What the exercise asks: Character for character, give back every line below.

Data listing:
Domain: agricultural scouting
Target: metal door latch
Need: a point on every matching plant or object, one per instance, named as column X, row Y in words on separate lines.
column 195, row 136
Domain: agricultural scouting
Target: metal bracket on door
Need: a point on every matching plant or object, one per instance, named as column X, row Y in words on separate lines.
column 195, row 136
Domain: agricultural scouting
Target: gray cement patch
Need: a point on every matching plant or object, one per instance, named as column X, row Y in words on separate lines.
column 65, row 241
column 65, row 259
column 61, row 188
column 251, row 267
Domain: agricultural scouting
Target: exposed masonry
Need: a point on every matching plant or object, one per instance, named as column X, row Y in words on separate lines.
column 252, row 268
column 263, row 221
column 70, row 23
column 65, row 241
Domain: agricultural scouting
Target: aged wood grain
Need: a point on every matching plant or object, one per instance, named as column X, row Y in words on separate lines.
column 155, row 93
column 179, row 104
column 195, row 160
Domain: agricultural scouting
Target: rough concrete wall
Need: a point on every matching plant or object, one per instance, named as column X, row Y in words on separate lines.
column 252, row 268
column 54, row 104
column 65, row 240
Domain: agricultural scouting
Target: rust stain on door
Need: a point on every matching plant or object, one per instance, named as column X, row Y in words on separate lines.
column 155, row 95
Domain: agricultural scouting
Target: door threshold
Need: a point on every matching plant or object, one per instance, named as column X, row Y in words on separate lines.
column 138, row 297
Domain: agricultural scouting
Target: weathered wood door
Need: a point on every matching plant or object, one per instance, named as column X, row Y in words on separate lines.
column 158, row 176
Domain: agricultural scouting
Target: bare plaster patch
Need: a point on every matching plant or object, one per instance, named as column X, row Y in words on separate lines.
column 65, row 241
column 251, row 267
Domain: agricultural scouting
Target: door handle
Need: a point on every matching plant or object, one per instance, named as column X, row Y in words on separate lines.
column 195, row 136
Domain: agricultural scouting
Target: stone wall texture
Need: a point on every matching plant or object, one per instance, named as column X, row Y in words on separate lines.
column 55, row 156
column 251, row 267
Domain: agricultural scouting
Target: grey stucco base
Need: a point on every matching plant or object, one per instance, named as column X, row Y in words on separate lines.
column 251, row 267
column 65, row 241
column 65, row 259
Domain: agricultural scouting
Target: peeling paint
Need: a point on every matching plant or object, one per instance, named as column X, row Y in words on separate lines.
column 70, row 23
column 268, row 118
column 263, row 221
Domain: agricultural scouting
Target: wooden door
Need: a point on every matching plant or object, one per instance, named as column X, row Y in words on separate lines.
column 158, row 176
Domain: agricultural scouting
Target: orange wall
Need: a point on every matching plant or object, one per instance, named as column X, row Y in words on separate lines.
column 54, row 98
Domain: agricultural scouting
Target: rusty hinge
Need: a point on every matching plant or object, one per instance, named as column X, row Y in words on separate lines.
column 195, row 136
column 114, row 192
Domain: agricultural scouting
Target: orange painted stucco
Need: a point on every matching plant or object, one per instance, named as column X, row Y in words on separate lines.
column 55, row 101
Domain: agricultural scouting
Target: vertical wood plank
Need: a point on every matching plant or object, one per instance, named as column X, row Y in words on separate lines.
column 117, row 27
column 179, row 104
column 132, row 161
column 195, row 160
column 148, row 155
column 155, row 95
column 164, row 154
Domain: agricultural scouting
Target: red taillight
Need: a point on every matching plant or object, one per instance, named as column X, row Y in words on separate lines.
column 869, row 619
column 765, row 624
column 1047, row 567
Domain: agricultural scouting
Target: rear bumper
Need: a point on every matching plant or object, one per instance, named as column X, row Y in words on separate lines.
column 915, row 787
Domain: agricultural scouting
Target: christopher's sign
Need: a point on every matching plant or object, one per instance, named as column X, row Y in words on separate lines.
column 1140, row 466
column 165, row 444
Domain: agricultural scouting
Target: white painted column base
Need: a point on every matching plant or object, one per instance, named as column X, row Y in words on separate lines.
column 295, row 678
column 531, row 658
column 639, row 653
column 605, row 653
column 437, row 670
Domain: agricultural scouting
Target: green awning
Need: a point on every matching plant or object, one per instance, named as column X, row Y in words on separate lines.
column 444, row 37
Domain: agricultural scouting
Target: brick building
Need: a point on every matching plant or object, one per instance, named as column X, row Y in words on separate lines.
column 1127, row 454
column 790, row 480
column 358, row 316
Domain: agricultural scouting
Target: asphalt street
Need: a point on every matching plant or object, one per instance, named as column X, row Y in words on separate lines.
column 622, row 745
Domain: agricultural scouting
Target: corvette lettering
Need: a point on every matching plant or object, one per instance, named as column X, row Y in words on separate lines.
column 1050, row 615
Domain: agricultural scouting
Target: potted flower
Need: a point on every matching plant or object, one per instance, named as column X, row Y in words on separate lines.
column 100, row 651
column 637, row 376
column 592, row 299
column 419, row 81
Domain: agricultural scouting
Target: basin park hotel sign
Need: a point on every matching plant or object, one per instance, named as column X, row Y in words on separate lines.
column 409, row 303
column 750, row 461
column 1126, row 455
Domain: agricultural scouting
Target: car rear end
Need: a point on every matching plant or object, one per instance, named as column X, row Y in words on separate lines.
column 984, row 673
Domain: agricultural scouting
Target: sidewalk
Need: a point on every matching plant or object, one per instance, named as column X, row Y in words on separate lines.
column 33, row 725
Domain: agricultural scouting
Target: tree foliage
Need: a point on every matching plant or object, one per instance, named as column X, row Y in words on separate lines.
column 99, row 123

Answer below:
Domain: agricultural scouting
Target: metal door latch
Need: a point on every matching plant or object, one per instance, named as column X, row Y in words on separate lines.
column 195, row 136
Domain: agricultural scouting
Target: metal bracket on door
Need: a point on every matching plant or object, one per instance, named as column X, row Y in words on separate lines.
column 195, row 136
Domain: agricultural scouting
Target: gray cement patch
Need: a point on every matching plant or object, one per instance, named as column X, row Y in words on separate lines.
column 65, row 241
column 65, row 259
column 61, row 188
column 251, row 267
Domain: agricultural scouting
Target: exposed masonry
Need: a point on every matching plant or object, one per instance, named as column X, row Y in words on separate lines.
column 252, row 268
column 263, row 221
column 70, row 23
column 65, row 241
Domain: agricultural scouting
Target: aged wood grain
Need: a point on every matching plant or object, one per instance, named as column X, row Y in words on separate lines.
column 155, row 93
column 179, row 104
column 195, row 160
Domain: agricultural scouting
Target: rough concrete wall
Need: a point on every matching plant or object, one per instance, named as column X, row Y in words on separate lines.
column 252, row 268
column 54, row 104
column 65, row 240
Domain: agricultural scouting
Target: rust stain on door
Need: a point on every matching plant or object, one per instance, named as column X, row Y in words on separate lines.
column 155, row 95
Domain: agricultural scouting
Target: door threshold
Need: a point on every matching plant or object, one per instance, named as column X, row Y in words on separate lines.
column 138, row 297
Domain: agricultural scouting
Target: weathered wood door
Need: a point on every matching plant or object, one per instance, named as column X, row Y in words on separate lines.
column 158, row 176
Domain: agricultural scouting
Target: bare plaster patch
Need: a point on every matching plant or object, one per instance, named as column X, row Y in words on separate lines.
column 65, row 241
column 251, row 267
Domain: agricultural scouting
Target: door handle
Need: a point on every matching plant or object, one per instance, named as column X, row Y in words on separate lines.
column 195, row 136
Domain: agricultural scouting
Target: stone wall texture
Need: a point on every matching plant or object, one per instance, named as column X, row Y in words on separate lines.
column 55, row 156
column 251, row 267
Domain: agricultural scouting
Target: grey stucco base
Need: a point on every matching plant or object, one per instance, named as column X, row Y in words on separate lines.
column 251, row 267
column 65, row 241
column 65, row 259
Domain: agricultural scouting
Target: peeling paint
Need: a point on every matching plant or object, one per instance, named as column X, row Y in words on separate lines.
column 70, row 23
column 268, row 118
column 263, row 221
Domain: agricultural scouting
Target: wooden door
Need: a point on every matching plant or object, one per instance, named as column X, row Y in words on separate lines.
column 158, row 176
Domain: agricultural scouting
Target: orange wall
Need: a point on every matching plant or object, one per instance, named as column X, row Y in words on separate lines.
column 54, row 98
Domain: agricultural scouting
Target: rusty hinge
Need: a point on every matching plant or object, one per instance, named as column X, row Y in words on separate lines.
column 195, row 136
column 114, row 192
Domain: agricultural scouting
Target: orange painted stucco
Need: a point on every matching plant or object, one per instance, named as column X, row Y in words on separate lines.
column 55, row 101
Domain: agricultural scouting
Target: vertical wood plank
Need: a point on every matching plant or object, one per instance, named as column X, row Y in words on separate lines.
column 117, row 27
column 179, row 104
column 132, row 161
column 195, row 160
column 148, row 155
column 155, row 95
column 164, row 154
Domain: agricultural scouting
Target: red taillight
Need: a point on every matching plant or object, one per instance, named as column X, row Y in words on separate lines.
column 869, row 619
column 765, row 624
column 1047, row 567
Domain: agricultural scouting
Target: rear bumper
Need: a point on every matching plant or object, one per instance, named as column X, row Y in words on separate lines.
column 915, row 787
Domain: agricultural scouting
Target: christopher's sign
Need: a point on every matching plant or object, one per instance, named as column X, row Y in words on separate lines.
column 1140, row 466
column 165, row 444
Domain: agricultural scouting
Target: white painted column base
Need: a point on every matching plant or object, one per instance, named as column X, row Y in words on separate lines.
column 295, row 678
column 531, row 658
column 639, row 653
column 605, row 653
column 437, row 670
Domain: agricultural scouting
Target: green awning
Need: a point on every matching plant or object, one per instance, named as column X, row Y in words on separate lines.
column 444, row 37
Domain: agricultural scouting
Target: brick building
Need: a point on every matching plant or object, one per instance, named as column X, row Y in words on separate lines.
column 1127, row 454
column 790, row 480
column 358, row 316
Domain: agricultural scouting
Target: asphalt street
Need: a point on every matching plant or object, one per instance, named as column X, row Y in words on separate lines.
column 622, row 745
Domain: agricultural scouting
Target: corvette lettering
Need: a point on every matching plant or object, one per instance, named as column X, row Y in words on separate lines.
column 1050, row 615
Domain: agricultural scouting
Target: potted flower
Need: a point on every matching plant or object, one per instance, named as column X, row Y in words on separate lines.
column 100, row 651
column 637, row 376
column 592, row 299
column 419, row 81
Domain: agricultural scouting
Target: basin park hotel sign
Need: a point on every matching plant or object, one per instance, named as column X, row Y in words on separate lines.
column 409, row 303
column 750, row 461
column 1126, row 455
Domain: agricultural scouting
Target: car rear end
Need: a point on every matching plant or object, one per instance, named as column X, row Y in words on separate lines.
column 984, row 673
Domain: agricultural scouting
Target: sidewalk
Need: a point on every matching plant or object, one per instance, named as column X, row Y in words on separate lines.
column 33, row 725
Domain: agricultural scouting
Target: tree foliage
Need: a point on every matching plant or object, one per instance, named as column X, row Y in words on separate lines.
column 99, row 123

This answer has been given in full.